Your goal: Return the following from the records below: each line, word for word, starting with the line that contains "dirt in the photo above." and going on through the line that contains "clump in the photo above.", with nothing outside that range.
====== Dataset content ======
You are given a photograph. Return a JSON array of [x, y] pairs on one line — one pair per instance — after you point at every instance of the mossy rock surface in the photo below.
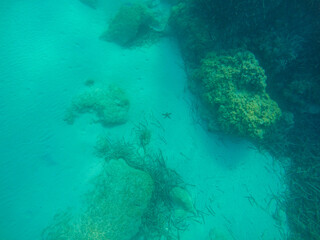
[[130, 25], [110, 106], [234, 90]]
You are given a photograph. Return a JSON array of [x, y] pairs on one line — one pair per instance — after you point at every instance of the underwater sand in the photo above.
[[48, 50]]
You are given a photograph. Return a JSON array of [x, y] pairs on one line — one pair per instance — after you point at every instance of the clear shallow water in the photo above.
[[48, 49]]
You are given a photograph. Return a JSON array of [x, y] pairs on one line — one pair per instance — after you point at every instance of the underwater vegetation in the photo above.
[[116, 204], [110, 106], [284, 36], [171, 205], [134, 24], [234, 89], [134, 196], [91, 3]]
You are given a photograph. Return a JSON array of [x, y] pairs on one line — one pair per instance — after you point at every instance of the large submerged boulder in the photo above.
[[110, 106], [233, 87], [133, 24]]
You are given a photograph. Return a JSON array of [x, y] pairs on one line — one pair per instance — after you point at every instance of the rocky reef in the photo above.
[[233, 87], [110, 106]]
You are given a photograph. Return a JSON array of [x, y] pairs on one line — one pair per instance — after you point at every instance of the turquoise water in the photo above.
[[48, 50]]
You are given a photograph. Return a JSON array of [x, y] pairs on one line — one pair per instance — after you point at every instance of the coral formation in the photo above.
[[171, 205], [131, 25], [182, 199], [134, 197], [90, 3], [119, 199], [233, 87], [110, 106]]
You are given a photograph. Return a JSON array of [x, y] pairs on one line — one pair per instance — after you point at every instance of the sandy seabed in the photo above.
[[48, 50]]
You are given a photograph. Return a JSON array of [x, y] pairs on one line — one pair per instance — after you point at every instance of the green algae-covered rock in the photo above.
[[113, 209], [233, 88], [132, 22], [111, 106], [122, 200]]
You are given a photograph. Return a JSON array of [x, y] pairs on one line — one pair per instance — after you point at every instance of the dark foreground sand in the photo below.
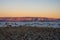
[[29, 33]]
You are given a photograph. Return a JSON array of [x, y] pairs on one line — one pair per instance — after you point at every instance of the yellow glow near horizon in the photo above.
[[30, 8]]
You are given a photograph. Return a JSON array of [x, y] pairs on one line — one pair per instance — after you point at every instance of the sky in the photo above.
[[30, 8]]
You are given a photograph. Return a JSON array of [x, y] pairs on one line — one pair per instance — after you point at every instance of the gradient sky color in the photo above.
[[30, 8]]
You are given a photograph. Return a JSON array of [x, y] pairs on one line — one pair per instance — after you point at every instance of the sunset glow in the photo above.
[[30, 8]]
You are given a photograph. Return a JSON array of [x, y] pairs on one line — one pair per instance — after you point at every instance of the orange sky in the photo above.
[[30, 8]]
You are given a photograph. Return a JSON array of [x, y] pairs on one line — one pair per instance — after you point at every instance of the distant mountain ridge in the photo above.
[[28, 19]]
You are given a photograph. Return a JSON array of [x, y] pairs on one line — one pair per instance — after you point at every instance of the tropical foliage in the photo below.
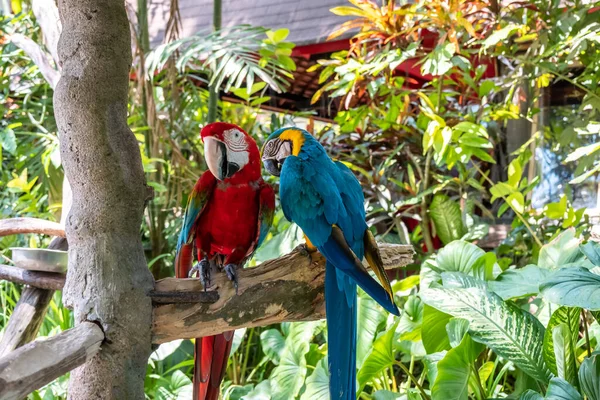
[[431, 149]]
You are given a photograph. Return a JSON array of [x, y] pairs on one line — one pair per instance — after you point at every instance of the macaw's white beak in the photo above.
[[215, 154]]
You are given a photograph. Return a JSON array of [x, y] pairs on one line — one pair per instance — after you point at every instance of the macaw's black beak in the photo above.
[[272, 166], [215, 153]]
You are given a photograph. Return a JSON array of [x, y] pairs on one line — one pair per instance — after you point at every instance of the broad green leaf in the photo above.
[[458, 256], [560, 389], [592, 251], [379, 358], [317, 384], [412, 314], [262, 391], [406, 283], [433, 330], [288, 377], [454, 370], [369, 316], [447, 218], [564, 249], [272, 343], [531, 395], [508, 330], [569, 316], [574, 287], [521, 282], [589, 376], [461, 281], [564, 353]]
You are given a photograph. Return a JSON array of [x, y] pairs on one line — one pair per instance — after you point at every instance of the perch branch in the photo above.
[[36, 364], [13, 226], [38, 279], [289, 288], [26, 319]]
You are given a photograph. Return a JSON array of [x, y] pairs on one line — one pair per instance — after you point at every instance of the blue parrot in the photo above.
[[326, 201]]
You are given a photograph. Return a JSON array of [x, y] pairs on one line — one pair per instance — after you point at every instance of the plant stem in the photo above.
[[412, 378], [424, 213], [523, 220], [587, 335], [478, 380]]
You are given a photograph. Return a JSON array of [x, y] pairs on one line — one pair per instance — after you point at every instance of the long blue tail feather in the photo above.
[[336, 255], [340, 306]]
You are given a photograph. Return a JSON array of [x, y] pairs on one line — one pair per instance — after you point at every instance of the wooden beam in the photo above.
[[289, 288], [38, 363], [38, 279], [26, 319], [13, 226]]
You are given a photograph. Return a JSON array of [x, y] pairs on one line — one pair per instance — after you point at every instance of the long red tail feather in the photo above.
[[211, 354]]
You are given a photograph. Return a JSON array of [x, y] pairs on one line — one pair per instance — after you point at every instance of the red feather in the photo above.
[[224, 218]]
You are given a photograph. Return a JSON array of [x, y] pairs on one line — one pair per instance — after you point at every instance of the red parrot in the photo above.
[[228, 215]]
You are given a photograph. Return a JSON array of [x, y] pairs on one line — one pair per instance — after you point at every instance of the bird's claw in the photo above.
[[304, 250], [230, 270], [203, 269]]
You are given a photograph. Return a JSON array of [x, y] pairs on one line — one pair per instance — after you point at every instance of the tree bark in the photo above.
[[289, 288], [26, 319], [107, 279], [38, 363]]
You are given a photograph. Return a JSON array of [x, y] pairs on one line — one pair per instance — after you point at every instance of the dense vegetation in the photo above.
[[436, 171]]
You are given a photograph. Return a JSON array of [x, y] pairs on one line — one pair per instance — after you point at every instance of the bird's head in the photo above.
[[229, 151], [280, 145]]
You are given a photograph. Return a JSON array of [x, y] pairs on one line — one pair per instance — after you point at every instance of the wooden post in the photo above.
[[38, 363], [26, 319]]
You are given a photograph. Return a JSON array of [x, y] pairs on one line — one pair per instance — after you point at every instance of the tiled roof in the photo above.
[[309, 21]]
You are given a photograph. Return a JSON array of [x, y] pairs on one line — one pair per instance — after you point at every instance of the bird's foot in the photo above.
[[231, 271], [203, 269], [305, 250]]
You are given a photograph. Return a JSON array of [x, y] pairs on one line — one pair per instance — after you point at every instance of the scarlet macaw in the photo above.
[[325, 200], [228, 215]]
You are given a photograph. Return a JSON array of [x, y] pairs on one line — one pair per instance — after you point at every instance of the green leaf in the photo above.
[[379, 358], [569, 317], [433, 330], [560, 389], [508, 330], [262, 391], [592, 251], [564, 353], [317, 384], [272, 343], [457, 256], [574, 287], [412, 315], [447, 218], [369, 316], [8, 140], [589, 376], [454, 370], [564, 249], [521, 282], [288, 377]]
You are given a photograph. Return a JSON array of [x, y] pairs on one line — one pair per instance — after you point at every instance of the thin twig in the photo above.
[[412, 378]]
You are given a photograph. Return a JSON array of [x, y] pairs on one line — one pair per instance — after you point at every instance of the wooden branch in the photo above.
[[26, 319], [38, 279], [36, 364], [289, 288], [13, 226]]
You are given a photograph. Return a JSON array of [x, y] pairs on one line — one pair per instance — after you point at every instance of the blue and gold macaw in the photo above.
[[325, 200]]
======
====== Dataset content ======
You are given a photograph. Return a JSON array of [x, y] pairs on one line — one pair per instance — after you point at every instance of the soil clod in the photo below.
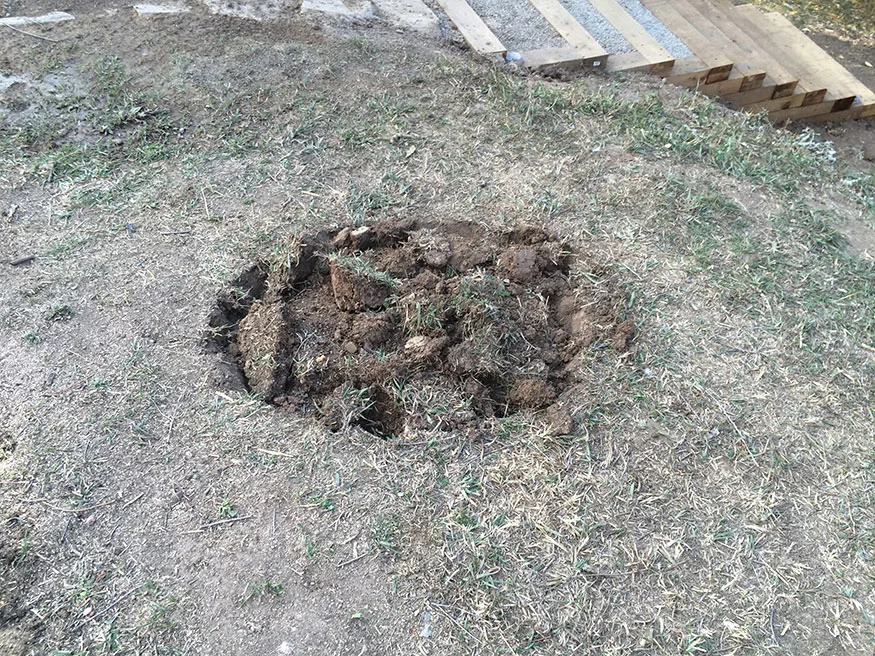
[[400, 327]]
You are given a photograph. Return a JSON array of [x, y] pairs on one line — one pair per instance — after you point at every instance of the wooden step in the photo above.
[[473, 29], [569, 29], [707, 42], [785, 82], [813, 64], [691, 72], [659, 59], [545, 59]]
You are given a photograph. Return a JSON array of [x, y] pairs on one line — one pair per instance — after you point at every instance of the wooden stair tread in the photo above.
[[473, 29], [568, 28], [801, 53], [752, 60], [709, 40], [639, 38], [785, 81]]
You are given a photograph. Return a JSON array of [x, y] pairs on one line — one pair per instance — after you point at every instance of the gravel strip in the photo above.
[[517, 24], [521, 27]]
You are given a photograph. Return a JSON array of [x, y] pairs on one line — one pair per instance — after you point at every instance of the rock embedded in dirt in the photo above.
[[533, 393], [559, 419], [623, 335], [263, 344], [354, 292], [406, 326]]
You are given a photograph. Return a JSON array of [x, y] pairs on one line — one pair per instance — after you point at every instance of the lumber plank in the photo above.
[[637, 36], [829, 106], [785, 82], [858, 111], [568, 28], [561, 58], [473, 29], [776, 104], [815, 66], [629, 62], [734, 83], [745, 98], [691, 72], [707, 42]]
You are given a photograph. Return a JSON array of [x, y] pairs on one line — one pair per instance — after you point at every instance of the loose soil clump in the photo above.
======
Answer box:
You are given a photograph. Return a JSON array of [x, y] pairs on one line — one pair per instance — after you point at every instance of the rock embedded in dirt in the photo above.
[[533, 393], [559, 419], [623, 335], [263, 344], [354, 292], [406, 326]]
You are given a photograph. Return a JSON array of [x, y] pairs on one line — one pair per instance — after you point at every instance of the lumber plank in the photo above.
[[637, 36], [829, 106], [785, 82], [858, 111], [568, 28], [561, 58], [473, 29], [776, 104], [815, 66], [629, 62], [734, 83], [745, 98], [691, 72], [707, 42]]
You are given a photograph. Return a JSON array of [x, y] pairs on one line — one pair per instance — after you point at every instance of the loose soil clump in the photo above.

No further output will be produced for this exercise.